• _TO DO_
Quote the records word for word, from the line containing "white bedspread present." through the line containing "[298,243,465,345]", both lines included.

------------------------------------------------------------------------

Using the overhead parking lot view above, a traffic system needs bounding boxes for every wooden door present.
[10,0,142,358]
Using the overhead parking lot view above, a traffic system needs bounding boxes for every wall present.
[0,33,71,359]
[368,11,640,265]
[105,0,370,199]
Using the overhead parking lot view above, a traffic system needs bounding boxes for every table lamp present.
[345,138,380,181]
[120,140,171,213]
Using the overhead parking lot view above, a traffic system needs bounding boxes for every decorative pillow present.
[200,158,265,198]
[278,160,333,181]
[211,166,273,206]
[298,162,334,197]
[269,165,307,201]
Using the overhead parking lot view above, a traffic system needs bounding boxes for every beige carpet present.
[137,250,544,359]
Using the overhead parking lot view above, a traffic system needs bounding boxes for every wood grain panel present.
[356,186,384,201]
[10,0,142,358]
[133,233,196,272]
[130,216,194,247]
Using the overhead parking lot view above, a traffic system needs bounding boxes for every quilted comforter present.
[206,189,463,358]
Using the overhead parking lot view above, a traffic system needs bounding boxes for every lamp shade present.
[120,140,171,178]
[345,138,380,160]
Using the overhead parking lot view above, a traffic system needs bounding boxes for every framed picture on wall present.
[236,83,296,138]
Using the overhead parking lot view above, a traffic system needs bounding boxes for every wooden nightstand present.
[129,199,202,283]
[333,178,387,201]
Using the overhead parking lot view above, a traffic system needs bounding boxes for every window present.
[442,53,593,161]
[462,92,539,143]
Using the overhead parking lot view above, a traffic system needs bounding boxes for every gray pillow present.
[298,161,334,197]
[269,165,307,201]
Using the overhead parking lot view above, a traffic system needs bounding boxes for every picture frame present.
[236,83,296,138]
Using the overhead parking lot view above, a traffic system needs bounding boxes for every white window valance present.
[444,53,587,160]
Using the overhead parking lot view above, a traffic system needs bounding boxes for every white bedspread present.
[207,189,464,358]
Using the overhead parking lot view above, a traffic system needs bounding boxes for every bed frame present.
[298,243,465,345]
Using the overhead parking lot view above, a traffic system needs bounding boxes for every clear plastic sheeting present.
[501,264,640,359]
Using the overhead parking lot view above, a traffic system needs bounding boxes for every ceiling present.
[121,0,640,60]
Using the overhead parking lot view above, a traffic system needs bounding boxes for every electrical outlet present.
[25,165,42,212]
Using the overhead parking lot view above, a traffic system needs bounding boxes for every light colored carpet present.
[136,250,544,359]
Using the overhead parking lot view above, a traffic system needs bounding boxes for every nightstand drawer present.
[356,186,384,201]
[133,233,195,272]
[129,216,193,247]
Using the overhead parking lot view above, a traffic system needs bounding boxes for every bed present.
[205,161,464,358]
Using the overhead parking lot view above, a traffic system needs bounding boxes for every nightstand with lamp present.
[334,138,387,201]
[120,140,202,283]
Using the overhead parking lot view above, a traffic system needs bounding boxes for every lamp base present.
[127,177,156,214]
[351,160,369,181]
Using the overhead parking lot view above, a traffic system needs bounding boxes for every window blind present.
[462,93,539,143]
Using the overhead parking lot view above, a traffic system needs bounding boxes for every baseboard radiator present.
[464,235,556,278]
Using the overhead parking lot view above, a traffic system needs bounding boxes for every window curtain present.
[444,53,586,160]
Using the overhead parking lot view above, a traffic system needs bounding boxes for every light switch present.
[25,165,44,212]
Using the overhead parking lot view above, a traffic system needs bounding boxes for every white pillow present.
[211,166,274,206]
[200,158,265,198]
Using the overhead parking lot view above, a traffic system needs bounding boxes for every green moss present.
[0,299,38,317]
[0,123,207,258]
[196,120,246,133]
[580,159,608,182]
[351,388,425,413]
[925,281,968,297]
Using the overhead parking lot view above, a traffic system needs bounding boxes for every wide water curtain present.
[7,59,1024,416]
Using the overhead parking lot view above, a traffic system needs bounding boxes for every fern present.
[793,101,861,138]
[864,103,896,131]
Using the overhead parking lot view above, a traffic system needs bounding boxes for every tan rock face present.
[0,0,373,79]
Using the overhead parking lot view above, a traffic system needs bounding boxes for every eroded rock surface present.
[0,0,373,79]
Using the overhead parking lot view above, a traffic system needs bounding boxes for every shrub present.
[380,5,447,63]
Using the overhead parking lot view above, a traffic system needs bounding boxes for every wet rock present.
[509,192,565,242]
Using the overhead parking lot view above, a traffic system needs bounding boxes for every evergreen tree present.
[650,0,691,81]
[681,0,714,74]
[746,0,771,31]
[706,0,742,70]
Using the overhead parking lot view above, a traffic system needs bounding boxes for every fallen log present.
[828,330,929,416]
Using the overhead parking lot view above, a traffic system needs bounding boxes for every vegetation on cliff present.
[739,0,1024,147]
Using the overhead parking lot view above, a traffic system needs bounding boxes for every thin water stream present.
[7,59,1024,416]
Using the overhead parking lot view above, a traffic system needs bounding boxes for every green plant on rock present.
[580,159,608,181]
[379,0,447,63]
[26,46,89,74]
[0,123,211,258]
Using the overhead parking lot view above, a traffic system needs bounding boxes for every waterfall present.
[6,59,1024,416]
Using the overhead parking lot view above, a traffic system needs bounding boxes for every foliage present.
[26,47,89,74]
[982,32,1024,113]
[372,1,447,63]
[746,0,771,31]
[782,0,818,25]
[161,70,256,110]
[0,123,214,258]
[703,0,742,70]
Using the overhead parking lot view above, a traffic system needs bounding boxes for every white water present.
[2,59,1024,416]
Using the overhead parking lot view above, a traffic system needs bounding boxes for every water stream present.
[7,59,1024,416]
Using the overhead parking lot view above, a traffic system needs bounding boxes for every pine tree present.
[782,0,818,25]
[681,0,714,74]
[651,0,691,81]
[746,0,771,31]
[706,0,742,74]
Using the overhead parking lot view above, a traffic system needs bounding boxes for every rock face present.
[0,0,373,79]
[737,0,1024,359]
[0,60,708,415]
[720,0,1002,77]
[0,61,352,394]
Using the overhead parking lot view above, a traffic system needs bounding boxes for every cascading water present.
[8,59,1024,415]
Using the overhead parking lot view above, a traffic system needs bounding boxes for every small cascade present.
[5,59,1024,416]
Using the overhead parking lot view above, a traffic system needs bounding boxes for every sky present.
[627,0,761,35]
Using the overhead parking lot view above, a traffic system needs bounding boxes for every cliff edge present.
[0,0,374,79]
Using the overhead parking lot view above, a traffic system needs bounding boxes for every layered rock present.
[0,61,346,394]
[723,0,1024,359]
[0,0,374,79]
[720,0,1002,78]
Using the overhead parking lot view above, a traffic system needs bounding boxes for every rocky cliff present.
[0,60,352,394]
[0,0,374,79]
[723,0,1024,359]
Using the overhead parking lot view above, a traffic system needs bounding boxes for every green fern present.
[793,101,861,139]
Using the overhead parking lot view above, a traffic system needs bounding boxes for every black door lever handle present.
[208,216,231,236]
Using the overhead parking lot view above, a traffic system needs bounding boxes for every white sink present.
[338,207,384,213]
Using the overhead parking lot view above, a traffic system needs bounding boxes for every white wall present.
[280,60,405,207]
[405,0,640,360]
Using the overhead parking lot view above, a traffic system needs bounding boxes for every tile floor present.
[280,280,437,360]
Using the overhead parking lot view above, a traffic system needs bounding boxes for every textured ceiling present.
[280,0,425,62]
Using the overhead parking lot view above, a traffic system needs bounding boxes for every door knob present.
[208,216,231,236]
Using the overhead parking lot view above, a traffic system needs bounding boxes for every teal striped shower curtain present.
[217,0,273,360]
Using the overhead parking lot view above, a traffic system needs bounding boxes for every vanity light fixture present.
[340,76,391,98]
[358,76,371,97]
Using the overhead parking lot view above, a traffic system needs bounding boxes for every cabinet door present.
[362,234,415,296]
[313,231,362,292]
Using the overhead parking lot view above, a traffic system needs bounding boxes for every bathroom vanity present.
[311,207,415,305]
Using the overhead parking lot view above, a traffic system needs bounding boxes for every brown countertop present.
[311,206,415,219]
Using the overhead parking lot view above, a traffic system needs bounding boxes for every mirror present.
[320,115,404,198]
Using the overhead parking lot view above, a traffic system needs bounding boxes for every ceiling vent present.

------------------------------------------------------------------------

• _OUTPUT OF THE EXERCISE_
Using the overhead parking lot view above, a traffic system needs bounding boxes for every white bedspread present.
[207,189,464,358]
Using the overhead parking lot view above, a traffic system needs bounding boxes for every bed frame present.
[298,243,465,345]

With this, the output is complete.